> _Short problem_:
Convert the records, covering everything from the line containing "Return one point per instance of the foliage" down to the line containing "<point>289,187</point>", into a two-column CSV with the columns instruction and response. Give one row per record, put each field in quotation marks with its line breaks replaced by spaces, and leave the pictures out.

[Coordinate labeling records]
## Begin

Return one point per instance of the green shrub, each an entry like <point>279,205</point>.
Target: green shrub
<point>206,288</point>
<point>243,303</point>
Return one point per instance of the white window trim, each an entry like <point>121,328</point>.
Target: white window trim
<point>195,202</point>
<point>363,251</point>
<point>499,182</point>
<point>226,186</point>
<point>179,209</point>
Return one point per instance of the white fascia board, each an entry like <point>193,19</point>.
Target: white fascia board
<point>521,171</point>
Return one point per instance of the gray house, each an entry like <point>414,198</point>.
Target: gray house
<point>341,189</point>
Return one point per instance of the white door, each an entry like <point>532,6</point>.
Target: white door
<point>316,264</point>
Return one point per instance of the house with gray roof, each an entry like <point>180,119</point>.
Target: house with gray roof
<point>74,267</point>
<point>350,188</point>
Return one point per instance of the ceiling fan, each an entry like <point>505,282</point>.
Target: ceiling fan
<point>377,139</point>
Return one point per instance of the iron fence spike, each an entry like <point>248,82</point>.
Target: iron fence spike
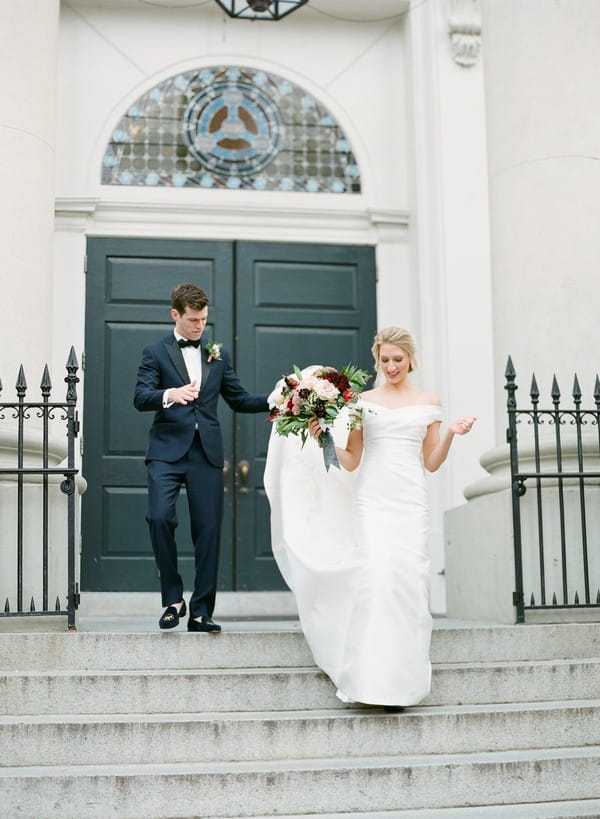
<point>21,384</point>
<point>46,384</point>
<point>534,392</point>
<point>72,362</point>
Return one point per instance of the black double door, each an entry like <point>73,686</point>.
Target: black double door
<point>272,306</point>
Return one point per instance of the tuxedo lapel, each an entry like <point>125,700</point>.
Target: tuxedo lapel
<point>205,366</point>
<point>176,357</point>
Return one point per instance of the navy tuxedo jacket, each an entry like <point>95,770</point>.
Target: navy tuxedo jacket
<point>171,434</point>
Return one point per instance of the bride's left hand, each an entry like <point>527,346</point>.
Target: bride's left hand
<point>462,426</point>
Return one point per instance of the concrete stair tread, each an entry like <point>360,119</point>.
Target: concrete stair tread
<point>536,810</point>
<point>367,712</point>
<point>254,645</point>
<point>185,769</point>
<point>275,670</point>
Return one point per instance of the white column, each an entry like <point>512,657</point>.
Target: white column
<point>451,236</point>
<point>28,43</point>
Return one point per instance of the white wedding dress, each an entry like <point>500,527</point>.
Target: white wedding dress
<point>353,549</point>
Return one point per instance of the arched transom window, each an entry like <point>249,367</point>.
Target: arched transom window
<point>231,127</point>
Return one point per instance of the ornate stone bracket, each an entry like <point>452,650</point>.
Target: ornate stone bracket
<point>464,26</point>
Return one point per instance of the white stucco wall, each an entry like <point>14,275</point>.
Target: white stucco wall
<point>542,62</point>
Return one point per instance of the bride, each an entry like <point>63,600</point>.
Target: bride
<point>352,544</point>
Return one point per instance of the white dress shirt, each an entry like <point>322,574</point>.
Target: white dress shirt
<point>193,364</point>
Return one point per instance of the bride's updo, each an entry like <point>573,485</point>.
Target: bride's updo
<point>401,338</point>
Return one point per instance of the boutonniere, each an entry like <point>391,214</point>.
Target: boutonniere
<point>214,351</point>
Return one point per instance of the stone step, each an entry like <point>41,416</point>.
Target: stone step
<point>571,809</point>
<point>253,789</point>
<point>142,738</point>
<point>285,689</point>
<point>452,642</point>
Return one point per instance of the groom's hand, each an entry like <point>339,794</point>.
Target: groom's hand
<point>183,395</point>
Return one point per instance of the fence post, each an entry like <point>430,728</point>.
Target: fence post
<point>517,487</point>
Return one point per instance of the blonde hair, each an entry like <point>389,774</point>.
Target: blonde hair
<point>400,338</point>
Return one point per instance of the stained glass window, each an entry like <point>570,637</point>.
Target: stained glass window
<point>230,127</point>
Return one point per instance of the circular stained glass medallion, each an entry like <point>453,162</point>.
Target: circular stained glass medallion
<point>233,127</point>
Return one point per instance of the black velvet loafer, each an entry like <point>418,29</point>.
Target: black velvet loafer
<point>171,617</point>
<point>206,624</point>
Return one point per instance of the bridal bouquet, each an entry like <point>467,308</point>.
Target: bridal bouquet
<point>320,392</point>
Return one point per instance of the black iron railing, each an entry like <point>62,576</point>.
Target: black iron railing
<point>556,525</point>
<point>22,411</point>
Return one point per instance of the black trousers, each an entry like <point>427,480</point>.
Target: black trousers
<point>204,488</point>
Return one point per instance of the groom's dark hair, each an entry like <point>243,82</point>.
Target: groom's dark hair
<point>188,295</point>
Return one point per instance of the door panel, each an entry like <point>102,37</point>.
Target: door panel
<point>297,304</point>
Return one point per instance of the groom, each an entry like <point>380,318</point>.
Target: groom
<point>180,379</point>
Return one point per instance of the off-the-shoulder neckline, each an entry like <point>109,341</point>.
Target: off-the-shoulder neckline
<point>404,406</point>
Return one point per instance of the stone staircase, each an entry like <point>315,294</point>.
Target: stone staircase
<point>250,727</point>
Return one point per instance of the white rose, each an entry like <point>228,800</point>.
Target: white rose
<point>326,390</point>
<point>276,397</point>
<point>309,382</point>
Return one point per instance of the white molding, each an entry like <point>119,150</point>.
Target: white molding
<point>464,28</point>
<point>230,217</point>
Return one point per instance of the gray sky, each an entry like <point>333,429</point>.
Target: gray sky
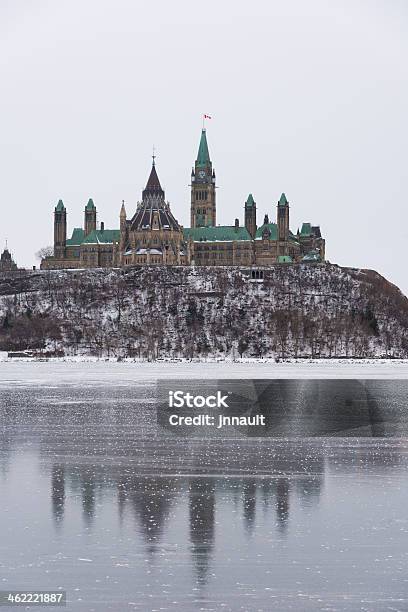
<point>310,98</point>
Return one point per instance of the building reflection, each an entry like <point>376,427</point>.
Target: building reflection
<point>201,502</point>
<point>58,493</point>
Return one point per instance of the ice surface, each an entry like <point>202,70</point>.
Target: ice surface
<point>93,503</point>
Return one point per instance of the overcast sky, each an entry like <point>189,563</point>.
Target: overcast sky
<point>309,98</point>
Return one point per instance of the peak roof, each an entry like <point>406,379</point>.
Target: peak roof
<point>153,186</point>
<point>283,200</point>
<point>250,200</point>
<point>60,205</point>
<point>203,156</point>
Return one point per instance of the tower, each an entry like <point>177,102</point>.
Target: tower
<point>203,208</point>
<point>89,217</point>
<point>250,216</point>
<point>60,230</point>
<point>122,217</point>
<point>283,219</point>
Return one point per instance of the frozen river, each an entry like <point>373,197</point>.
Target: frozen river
<point>95,502</point>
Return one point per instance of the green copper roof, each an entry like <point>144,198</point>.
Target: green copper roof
<point>77,237</point>
<point>306,229</point>
<point>102,237</point>
<point>283,200</point>
<point>272,227</point>
<point>220,233</point>
<point>60,205</point>
<point>312,256</point>
<point>250,201</point>
<point>203,157</point>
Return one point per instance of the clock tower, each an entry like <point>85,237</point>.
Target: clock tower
<point>203,209</point>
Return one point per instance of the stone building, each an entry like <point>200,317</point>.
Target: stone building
<point>7,264</point>
<point>153,236</point>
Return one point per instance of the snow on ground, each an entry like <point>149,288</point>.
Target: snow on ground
<point>113,372</point>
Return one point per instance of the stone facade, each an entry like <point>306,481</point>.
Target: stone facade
<point>153,236</point>
<point>7,264</point>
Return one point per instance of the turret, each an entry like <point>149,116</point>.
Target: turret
<point>122,217</point>
<point>203,205</point>
<point>89,217</point>
<point>60,230</point>
<point>250,216</point>
<point>283,218</point>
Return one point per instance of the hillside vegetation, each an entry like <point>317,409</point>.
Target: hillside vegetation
<point>297,311</point>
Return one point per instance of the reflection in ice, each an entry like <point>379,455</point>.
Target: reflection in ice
<point>94,503</point>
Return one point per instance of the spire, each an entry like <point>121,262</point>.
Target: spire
<point>283,201</point>
<point>203,157</point>
<point>250,201</point>
<point>153,186</point>
<point>60,206</point>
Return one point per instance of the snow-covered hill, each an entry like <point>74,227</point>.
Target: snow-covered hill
<point>296,311</point>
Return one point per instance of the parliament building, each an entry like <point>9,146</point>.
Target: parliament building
<point>153,236</point>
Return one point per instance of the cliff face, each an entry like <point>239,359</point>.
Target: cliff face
<point>296,311</point>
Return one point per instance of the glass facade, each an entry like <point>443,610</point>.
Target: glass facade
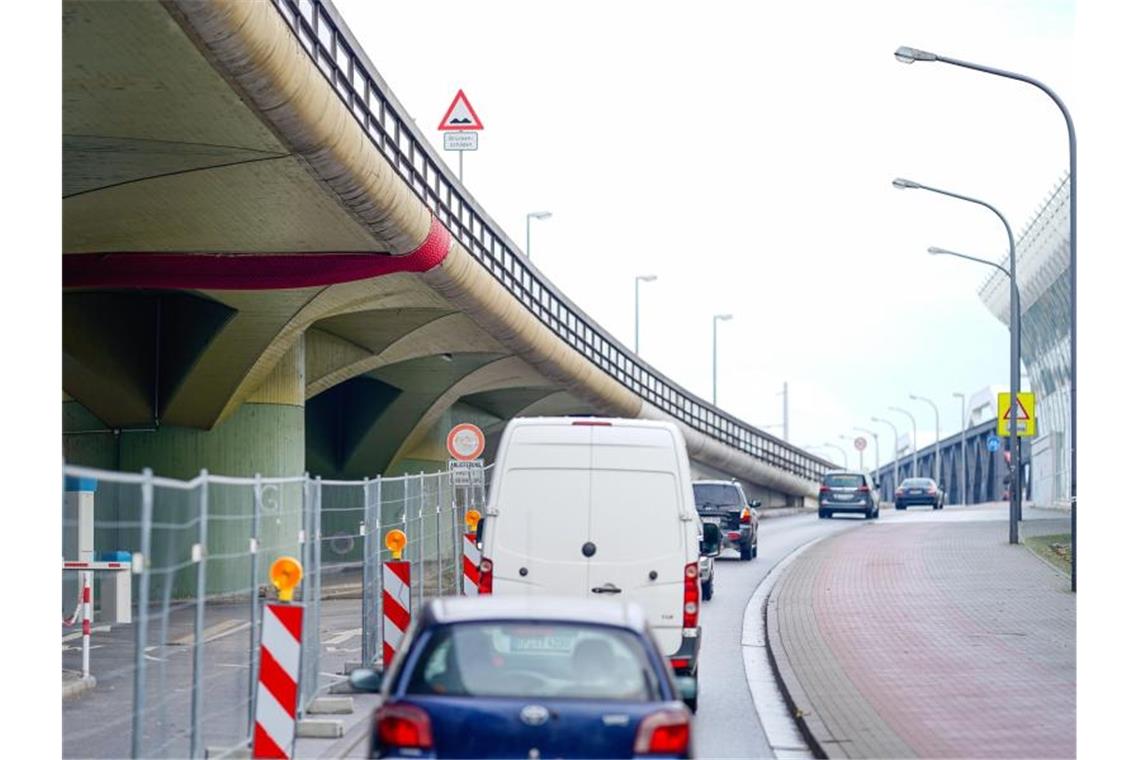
<point>1042,274</point>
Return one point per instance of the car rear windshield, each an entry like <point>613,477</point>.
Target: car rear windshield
<point>535,661</point>
<point>843,481</point>
<point>716,495</point>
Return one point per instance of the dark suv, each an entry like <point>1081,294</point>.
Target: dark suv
<point>853,492</point>
<point>725,503</point>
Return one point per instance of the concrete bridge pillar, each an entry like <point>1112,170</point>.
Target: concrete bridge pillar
<point>266,435</point>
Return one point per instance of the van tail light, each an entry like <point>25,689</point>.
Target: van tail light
<point>404,726</point>
<point>665,732</point>
<point>486,575</point>
<point>692,595</point>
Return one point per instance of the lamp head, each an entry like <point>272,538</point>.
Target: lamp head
<point>905,55</point>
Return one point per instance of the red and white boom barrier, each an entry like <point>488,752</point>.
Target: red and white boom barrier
<point>470,565</point>
<point>397,605</point>
<point>279,670</point>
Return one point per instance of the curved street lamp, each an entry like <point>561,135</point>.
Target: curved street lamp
<point>637,282</point>
<point>937,436</point>
<point>909,56</point>
<point>716,318</point>
<point>914,440</point>
<point>895,431</point>
<point>1015,348</point>
<point>535,214</point>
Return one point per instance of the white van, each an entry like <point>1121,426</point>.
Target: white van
<point>599,507</point>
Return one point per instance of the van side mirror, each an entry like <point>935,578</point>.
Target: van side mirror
<point>710,540</point>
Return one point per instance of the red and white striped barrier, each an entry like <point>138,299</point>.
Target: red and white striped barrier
<point>397,605</point>
<point>470,565</point>
<point>275,725</point>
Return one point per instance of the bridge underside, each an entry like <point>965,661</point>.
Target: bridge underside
<point>250,285</point>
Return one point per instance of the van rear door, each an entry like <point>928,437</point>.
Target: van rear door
<point>543,520</point>
<point>635,525</point>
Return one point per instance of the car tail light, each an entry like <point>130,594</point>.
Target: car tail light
<point>692,595</point>
<point>404,726</point>
<point>486,575</point>
<point>665,732</point>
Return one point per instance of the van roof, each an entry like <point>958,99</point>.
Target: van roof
<point>552,609</point>
<point>615,422</point>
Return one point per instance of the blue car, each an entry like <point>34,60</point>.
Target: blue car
<point>529,677</point>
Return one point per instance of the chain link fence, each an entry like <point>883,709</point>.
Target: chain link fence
<point>180,677</point>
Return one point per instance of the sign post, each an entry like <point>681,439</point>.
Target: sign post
<point>457,127</point>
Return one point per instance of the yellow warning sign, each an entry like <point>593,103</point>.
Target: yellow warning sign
<point>1024,415</point>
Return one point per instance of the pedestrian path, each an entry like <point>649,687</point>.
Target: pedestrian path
<point>931,638</point>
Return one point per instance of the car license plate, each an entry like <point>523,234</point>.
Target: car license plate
<point>542,643</point>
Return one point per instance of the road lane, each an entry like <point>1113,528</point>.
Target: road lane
<point>726,724</point>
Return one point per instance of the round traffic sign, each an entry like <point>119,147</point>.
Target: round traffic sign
<point>465,442</point>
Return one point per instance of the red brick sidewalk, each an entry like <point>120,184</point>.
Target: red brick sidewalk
<point>934,639</point>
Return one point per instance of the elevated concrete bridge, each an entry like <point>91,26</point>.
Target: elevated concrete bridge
<point>267,268</point>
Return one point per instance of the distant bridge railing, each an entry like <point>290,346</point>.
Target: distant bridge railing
<point>327,40</point>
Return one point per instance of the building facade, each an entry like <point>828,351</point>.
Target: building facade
<point>1042,274</point>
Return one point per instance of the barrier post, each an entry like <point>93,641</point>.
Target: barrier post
<point>397,595</point>
<point>198,555</point>
<point>275,726</point>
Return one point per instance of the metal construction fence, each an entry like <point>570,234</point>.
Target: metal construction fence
<point>180,677</point>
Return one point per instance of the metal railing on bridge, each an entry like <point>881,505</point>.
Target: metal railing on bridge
<point>181,676</point>
<point>327,40</point>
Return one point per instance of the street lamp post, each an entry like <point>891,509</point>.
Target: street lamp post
<point>895,431</point>
<point>848,438</point>
<point>535,214</point>
<point>637,282</point>
<point>840,450</point>
<point>1015,349</point>
<point>876,438</point>
<point>966,491</point>
<point>937,438</point>
<point>909,56</point>
<point>716,319</point>
<point>914,440</point>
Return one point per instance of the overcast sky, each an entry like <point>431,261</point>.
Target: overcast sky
<point>743,154</point>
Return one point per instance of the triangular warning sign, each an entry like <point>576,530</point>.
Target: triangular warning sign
<point>1022,414</point>
<point>459,115</point>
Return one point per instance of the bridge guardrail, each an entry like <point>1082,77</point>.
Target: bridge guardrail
<point>327,40</point>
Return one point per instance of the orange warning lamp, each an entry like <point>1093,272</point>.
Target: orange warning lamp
<point>285,573</point>
<point>396,540</point>
<point>472,520</point>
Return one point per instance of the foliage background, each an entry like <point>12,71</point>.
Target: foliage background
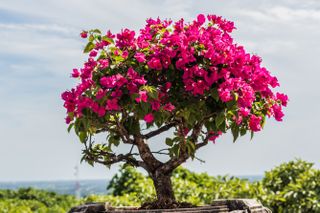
<point>289,187</point>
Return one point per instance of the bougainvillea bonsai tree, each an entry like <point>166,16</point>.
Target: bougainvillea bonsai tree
<point>190,78</point>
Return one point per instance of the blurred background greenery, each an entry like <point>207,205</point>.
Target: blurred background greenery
<point>290,187</point>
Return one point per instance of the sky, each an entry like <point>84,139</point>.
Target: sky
<point>40,45</point>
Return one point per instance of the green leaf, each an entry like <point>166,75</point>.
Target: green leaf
<point>91,38</point>
<point>96,31</point>
<point>169,141</point>
<point>70,127</point>
<point>153,94</point>
<point>252,134</point>
<point>107,39</point>
<point>219,119</point>
<point>114,139</point>
<point>89,47</point>
<point>215,95</point>
<point>235,132</point>
<point>243,131</point>
<point>83,137</point>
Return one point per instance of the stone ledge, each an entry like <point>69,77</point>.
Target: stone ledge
<point>218,206</point>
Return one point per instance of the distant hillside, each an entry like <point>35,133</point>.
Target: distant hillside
<point>62,187</point>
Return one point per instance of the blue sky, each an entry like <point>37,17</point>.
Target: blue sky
<point>40,44</point>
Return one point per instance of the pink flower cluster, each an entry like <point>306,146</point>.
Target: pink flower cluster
<point>201,54</point>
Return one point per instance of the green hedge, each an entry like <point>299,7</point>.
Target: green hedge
<point>290,187</point>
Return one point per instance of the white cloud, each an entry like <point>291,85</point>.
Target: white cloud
<point>37,55</point>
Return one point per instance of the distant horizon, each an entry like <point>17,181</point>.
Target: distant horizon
<point>100,179</point>
<point>40,45</point>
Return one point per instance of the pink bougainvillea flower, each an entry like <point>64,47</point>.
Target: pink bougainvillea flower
<point>201,19</point>
<point>155,63</point>
<point>75,73</point>
<point>112,104</point>
<point>282,98</point>
<point>125,39</point>
<point>277,112</point>
<point>100,94</point>
<point>214,135</point>
<point>169,107</point>
<point>142,97</point>
<point>104,63</point>
<point>93,53</point>
<point>148,118</point>
<point>155,105</point>
<point>255,123</point>
<point>108,82</point>
<point>84,34</point>
<point>140,57</point>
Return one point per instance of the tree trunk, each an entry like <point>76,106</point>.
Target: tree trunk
<point>163,187</point>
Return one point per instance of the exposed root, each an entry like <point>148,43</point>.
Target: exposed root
<point>166,204</point>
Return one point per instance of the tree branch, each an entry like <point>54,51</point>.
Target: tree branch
<point>159,131</point>
<point>146,155</point>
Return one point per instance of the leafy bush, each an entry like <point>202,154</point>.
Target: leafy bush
<point>293,187</point>
<point>290,187</point>
<point>33,200</point>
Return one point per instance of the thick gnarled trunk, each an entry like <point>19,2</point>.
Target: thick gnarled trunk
<point>163,187</point>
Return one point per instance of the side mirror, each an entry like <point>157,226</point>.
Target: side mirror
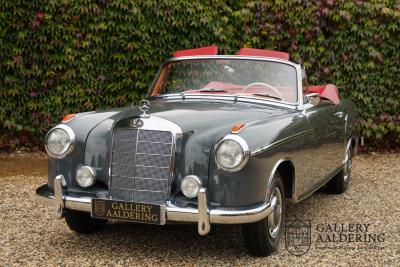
<point>312,99</point>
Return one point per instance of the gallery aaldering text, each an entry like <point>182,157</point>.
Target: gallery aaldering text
<point>347,232</point>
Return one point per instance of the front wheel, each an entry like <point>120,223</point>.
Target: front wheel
<point>83,223</point>
<point>262,238</point>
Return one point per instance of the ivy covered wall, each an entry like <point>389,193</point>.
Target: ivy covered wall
<point>59,57</point>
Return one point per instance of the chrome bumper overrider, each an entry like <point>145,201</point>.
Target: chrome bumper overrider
<point>203,215</point>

## End

> _Complete output_:
instruction,response
"Return one point per instance of the foliage background, each an entry like <point>12,71</point>. Target: foliage background","<point>289,187</point>"